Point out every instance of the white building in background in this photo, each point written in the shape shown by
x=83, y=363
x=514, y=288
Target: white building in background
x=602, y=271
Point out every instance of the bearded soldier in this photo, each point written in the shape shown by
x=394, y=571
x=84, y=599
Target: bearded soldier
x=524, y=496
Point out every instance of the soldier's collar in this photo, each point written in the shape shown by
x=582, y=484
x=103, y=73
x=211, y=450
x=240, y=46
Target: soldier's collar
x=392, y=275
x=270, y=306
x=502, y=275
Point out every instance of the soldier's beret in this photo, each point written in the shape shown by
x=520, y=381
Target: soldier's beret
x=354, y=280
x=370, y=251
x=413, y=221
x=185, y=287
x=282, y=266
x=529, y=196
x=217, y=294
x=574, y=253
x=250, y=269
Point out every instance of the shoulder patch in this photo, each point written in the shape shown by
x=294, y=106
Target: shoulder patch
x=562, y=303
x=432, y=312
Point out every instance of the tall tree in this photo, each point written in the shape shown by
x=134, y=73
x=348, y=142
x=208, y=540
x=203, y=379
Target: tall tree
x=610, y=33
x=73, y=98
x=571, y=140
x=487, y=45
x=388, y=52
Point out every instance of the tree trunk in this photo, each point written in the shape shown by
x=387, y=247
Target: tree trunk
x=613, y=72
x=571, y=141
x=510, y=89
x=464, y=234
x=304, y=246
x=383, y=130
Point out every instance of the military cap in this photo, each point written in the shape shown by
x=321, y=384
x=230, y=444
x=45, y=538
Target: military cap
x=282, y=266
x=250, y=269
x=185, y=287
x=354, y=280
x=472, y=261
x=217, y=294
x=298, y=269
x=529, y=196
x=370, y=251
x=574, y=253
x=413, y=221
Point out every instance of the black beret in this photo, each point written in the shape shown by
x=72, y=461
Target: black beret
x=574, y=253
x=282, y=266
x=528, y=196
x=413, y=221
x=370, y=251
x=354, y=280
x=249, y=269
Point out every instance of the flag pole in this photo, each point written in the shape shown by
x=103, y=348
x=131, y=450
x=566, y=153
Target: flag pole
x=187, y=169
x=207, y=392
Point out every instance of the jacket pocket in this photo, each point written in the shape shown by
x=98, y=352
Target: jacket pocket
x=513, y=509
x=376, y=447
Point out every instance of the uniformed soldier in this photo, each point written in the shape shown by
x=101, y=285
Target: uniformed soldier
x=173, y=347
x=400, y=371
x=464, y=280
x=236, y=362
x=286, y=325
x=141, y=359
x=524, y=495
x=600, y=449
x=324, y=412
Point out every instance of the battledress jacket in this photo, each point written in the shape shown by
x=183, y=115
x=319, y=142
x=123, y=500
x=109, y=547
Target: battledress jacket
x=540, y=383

------------

### Your task
Repeat each record verbatim.

### Completed exercise
Point out every instance of the white building in background in this photo, each point written in the shape shown by
x=83, y=363
x=514, y=288
Target: white building in background
x=602, y=271
Point out every instance of the bearded soldier in this photo, each point written in the shape shown by
x=394, y=571
x=84, y=599
Target: bearded soldier
x=524, y=496
Point out every instance of the soldier's collar in this photo, each point written in the shape shown by
x=582, y=484
x=103, y=73
x=211, y=450
x=240, y=46
Target: soldier's collar
x=392, y=275
x=270, y=306
x=502, y=275
Point out every instance of the soldier's beret in this photo, each point written in the shape shown by
x=520, y=381
Target: soldier's beret
x=354, y=280
x=370, y=251
x=413, y=221
x=185, y=287
x=282, y=266
x=529, y=196
x=217, y=294
x=574, y=253
x=250, y=269
Point out every instance of the shoulder patch in this photo, each point written in the shape shown by
x=294, y=106
Target: shoulder patch
x=562, y=303
x=432, y=312
Point out every instance of the tall tree in this photo, each point written in the shape shown by
x=134, y=73
x=348, y=142
x=208, y=540
x=203, y=379
Target: tall tree
x=610, y=33
x=73, y=98
x=571, y=140
x=487, y=45
x=388, y=52
Point out every instance of the tree trunk in this photo, each point written in the shape shown by
x=387, y=247
Target: tree trunk
x=613, y=72
x=571, y=141
x=510, y=89
x=464, y=234
x=304, y=246
x=383, y=130
Point out every instance of the military cap in this photo, each point written in the shape shown by
x=321, y=384
x=230, y=444
x=45, y=538
Target: military cap
x=282, y=266
x=250, y=269
x=185, y=287
x=354, y=280
x=472, y=261
x=217, y=294
x=298, y=269
x=529, y=196
x=370, y=251
x=574, y=253
x=413, y=221
Point out every instance of the black beret in this photo, each point written in the shape shown by
x=72, y=461
Target: black beret
x=574, y=253
x=282, y=266
x=528, y=196
x=413, y=221
x=370, y=251
x=354, y=280
x=249, y=269
Point out every instance of the flag pole in this photo, each point written in the shape shown by
x=103, y=348
x=131, y=450
x=566, y=153
Target: flag pole
x=187, y=169
x=207, y=392
Point out every instance of the jacket pocket in this photo, each point written in the shape shown by
x=98, y=352
Target: jacket pocket
x=513, y=509
x=376, y=447
Point out every instance of the uniformed soldier in this photo, each point written in the shape shown by
x=101, y=285
Target: uniformed soldier
x=173, y=347
x=400, y=371
x=464, y=280
x=236, y=362
x=286, y=325
x=141, y=359
x=524, y=495
x=600, y=449
x=324, y=412
Point out every instance of the battledress jacket in this photo, each point written in the shape shown by
x=183, y=115
x=319, y=142
x=123, y=500
x=109, y=547
Target: battledress jacket
x=540, y=383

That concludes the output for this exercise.